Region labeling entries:

######

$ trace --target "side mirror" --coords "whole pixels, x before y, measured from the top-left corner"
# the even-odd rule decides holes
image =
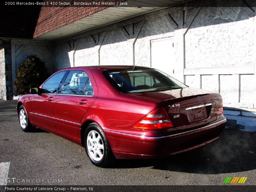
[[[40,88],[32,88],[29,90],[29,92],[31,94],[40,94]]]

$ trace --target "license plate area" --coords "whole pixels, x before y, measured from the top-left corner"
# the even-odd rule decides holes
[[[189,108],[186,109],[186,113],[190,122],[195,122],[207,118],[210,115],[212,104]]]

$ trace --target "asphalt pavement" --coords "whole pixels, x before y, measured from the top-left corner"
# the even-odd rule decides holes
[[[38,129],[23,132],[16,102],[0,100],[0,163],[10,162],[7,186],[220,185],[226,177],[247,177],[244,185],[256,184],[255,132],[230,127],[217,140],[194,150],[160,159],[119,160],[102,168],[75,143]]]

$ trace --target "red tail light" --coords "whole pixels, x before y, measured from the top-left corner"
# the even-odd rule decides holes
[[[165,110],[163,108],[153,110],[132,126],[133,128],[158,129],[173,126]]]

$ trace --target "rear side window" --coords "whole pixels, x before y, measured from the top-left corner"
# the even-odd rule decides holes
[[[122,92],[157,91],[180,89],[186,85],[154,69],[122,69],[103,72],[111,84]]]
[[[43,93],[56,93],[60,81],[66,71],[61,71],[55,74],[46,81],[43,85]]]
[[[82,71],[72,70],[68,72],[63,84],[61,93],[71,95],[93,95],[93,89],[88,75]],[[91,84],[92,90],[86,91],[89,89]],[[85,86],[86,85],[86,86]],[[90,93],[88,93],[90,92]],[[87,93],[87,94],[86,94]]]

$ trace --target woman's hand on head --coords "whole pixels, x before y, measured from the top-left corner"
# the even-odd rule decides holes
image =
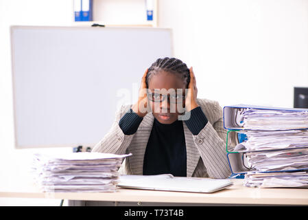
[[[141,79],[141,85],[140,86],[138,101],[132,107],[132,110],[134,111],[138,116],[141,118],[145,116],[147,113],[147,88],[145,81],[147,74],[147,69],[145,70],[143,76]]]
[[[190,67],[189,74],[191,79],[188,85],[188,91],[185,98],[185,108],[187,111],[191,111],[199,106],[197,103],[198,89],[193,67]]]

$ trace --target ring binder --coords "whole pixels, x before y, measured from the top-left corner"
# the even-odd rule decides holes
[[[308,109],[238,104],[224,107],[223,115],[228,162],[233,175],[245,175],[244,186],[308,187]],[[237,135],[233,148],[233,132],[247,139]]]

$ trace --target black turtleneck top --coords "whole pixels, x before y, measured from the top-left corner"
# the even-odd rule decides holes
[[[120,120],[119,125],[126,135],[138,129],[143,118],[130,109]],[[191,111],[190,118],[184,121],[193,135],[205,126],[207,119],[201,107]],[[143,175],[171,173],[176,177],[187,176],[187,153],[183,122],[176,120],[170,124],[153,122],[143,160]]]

######

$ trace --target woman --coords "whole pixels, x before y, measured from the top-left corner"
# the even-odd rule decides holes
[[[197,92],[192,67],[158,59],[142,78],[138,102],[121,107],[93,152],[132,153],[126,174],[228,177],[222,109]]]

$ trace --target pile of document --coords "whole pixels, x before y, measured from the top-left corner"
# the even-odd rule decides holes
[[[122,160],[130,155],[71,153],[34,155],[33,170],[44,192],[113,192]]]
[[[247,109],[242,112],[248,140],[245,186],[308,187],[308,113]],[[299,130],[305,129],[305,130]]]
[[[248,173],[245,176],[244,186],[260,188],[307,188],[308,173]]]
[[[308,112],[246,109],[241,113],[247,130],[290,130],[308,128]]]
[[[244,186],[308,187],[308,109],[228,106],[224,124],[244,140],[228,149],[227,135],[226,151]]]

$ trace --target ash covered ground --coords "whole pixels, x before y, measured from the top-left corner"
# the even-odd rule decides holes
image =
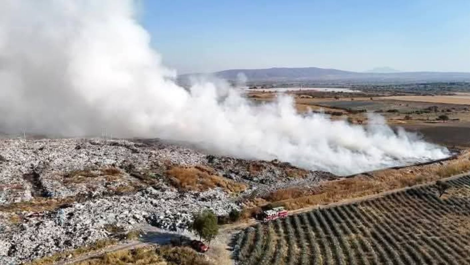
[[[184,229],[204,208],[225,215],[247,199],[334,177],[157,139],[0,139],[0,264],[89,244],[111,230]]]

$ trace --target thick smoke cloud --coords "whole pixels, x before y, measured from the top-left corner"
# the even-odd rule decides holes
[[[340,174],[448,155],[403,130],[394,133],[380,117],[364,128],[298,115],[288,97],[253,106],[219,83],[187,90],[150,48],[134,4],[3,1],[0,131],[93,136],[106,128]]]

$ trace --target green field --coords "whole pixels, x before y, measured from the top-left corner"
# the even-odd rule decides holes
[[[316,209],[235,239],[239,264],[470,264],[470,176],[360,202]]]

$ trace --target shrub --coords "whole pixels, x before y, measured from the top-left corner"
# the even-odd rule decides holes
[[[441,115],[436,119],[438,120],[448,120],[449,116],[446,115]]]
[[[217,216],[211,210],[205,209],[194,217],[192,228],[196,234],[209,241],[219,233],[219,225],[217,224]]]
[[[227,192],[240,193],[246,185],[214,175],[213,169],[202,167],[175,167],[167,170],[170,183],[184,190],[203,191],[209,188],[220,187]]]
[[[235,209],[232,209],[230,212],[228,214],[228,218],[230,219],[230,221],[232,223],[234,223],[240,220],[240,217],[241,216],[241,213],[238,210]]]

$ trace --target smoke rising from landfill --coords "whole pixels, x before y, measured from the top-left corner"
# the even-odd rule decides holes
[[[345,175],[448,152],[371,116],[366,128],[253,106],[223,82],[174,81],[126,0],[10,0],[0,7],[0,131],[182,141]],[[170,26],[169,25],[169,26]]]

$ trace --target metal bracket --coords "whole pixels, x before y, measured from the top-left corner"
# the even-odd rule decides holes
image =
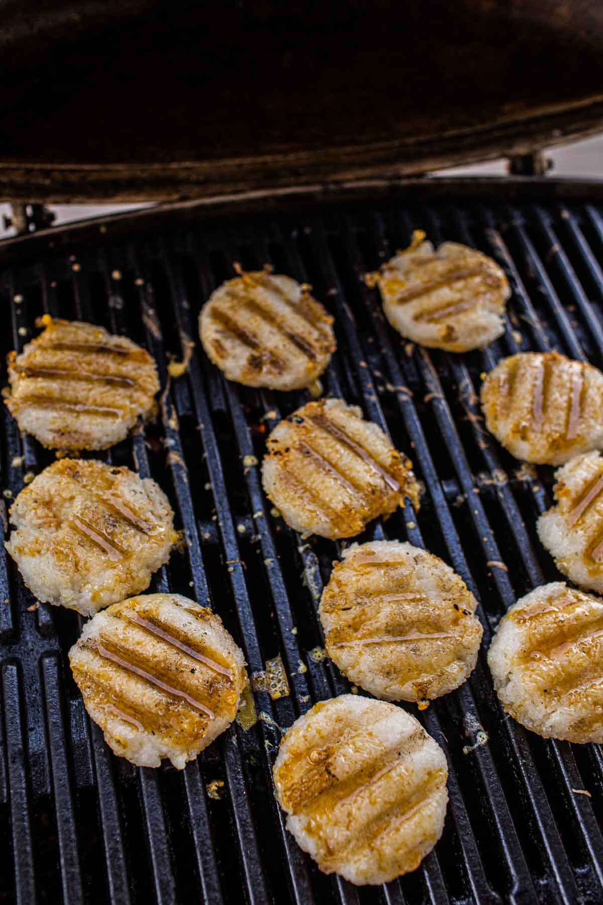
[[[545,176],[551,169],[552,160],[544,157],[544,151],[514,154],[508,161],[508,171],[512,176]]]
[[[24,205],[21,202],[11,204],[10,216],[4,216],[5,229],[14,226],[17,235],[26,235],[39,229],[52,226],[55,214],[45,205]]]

######

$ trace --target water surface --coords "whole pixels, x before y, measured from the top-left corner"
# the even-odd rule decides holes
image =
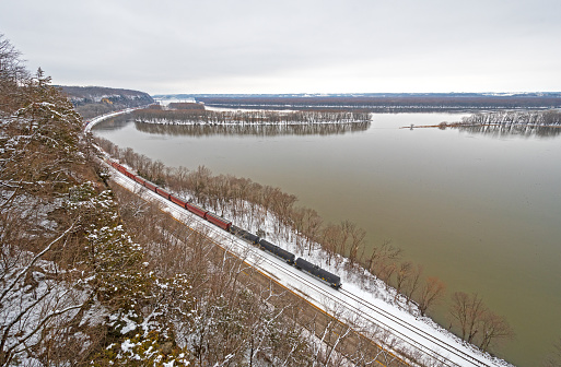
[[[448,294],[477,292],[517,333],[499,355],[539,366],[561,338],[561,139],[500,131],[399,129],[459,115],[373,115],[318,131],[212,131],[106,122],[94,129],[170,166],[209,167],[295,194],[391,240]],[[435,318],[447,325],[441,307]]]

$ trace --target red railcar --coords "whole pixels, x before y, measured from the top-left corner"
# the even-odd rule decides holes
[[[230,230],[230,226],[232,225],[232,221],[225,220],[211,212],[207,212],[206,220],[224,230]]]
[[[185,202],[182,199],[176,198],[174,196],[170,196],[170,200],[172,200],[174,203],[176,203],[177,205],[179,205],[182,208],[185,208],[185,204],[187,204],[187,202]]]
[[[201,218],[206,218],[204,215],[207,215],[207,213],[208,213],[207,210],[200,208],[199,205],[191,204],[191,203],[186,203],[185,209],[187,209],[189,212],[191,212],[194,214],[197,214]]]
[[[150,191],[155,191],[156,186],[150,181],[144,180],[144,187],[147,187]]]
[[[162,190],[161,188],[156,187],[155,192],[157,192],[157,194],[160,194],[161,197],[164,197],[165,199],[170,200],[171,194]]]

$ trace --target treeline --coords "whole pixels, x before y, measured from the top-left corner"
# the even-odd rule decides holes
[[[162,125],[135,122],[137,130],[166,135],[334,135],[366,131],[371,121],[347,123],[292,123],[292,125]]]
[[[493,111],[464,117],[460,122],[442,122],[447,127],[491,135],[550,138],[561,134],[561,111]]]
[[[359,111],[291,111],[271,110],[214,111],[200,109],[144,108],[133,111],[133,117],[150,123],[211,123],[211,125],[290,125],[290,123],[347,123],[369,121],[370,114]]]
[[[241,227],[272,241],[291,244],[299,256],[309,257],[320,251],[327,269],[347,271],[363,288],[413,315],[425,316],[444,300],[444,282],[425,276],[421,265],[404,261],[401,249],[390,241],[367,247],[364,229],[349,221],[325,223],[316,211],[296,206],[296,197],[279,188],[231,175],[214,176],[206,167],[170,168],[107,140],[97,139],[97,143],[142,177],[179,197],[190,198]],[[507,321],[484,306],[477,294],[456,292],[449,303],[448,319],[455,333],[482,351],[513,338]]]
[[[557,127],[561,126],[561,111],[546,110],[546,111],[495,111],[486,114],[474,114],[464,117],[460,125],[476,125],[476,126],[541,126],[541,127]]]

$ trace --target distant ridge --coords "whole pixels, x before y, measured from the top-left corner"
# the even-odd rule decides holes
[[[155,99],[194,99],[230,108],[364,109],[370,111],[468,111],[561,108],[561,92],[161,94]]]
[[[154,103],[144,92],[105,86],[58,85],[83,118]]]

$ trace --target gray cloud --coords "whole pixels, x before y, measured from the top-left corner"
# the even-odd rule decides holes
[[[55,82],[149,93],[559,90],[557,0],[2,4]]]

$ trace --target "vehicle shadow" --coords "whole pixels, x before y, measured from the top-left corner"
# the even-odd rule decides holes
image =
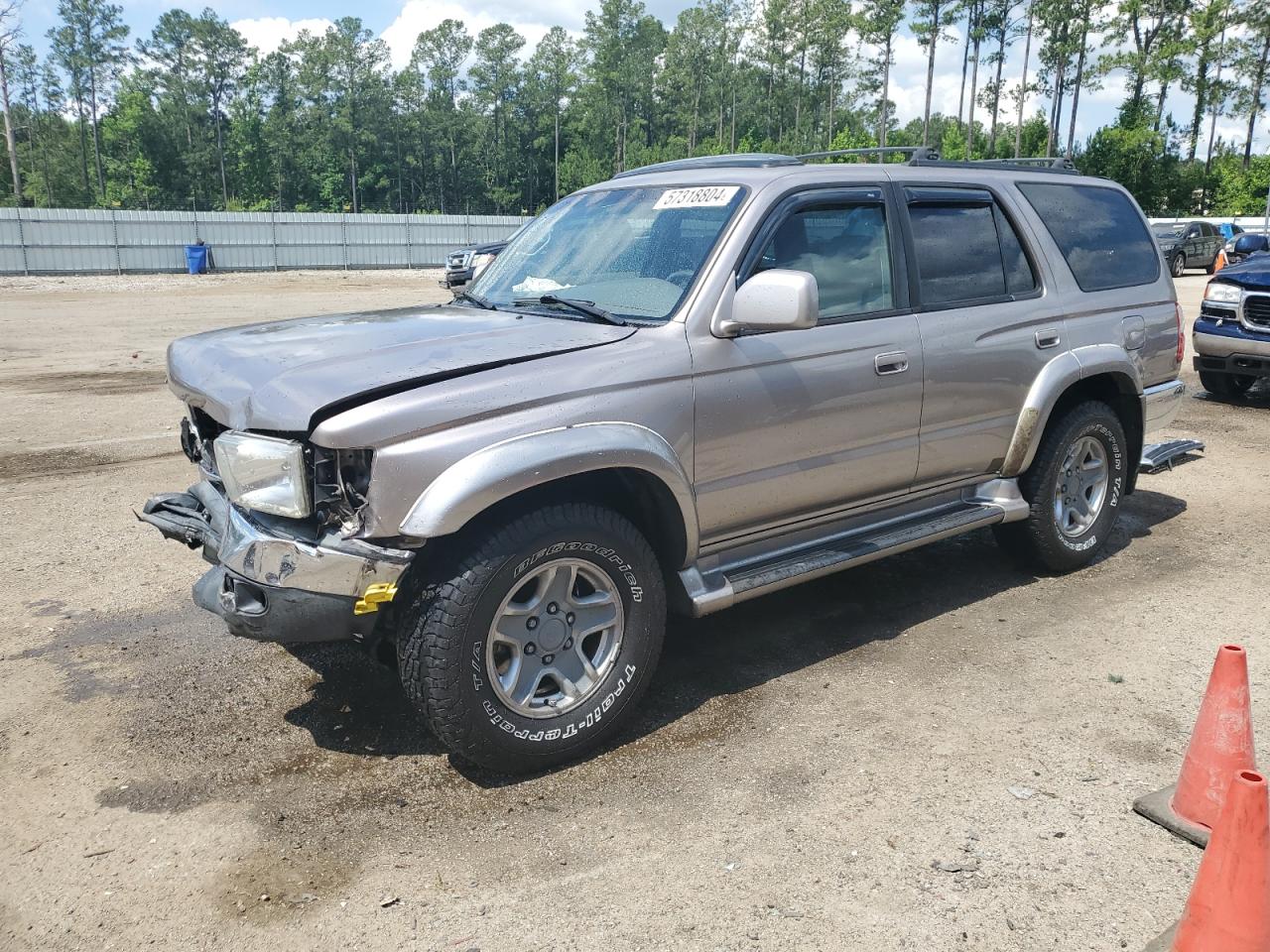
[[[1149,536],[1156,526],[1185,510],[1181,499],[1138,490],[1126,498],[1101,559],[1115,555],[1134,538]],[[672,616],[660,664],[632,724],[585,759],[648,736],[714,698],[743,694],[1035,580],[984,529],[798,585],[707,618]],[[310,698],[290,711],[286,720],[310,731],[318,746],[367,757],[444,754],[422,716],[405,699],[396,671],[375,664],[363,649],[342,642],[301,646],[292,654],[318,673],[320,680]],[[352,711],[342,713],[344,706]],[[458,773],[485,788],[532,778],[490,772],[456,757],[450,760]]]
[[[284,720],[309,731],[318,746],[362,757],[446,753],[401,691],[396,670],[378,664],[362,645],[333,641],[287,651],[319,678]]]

######

**Exercise description:** Reproduce the lines of the entries character for character, from the line containing "trace --target thick" through the line containing "[[[316,209],[235,239],[239,264],[470,264],[470,176],[360,202]]]".

**Written solution:**
$ trace --target thick smoke cloud --coords "whole pixels, x before y, measured from the top-left corner"
# the even-odd rule decides holes
[[[340,174],[448,155],[403,130],[394,133],[380,117],[364,128],[298,115],[288,97],[253,106],[219,83],[187,90],[150,48],[134,4],[3,1],[0,131],[93,136],[106,128]]]

$ trace --target green field --coords "whole pixels, x before y, measured from the top-left corner"
# the even-odd rule decides holes
[[[316,209],[235,239],[239,264],[470,264],[470,176],[360,202]]]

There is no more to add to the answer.